DATA ROWS:

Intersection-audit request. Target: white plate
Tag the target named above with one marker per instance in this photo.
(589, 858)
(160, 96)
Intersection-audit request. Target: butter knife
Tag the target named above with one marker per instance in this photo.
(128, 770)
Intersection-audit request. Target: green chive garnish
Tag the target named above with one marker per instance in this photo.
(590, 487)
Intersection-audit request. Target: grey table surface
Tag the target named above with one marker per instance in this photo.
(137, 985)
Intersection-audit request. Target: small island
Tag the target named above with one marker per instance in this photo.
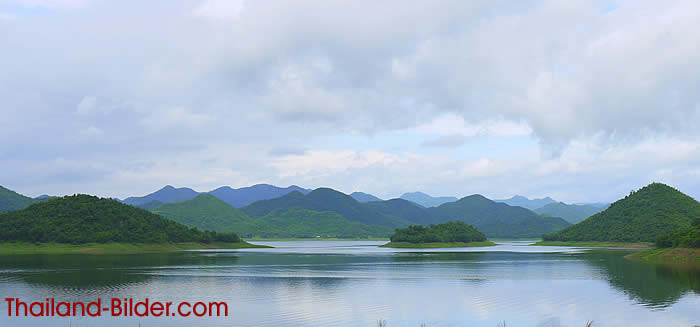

JOB:
Starting at the line with "Intersection-audit request. Target: grey" and ending at the end of the listing above, rescale each point coordinate in the answers by 1.95, rounding to whole numbers with halves going up. Then write out only those lines, keeping the requests and leaving out the pictures.

SOLUTION FOR THIS EXERCISE:
Intersection-audit request. Target: grey table surface
Tag the target named above with one marker per instance in this photo.
(267, 1921)
Intersection-audit request. Target: small island
Tag the target named above with one marker per instance in this photo.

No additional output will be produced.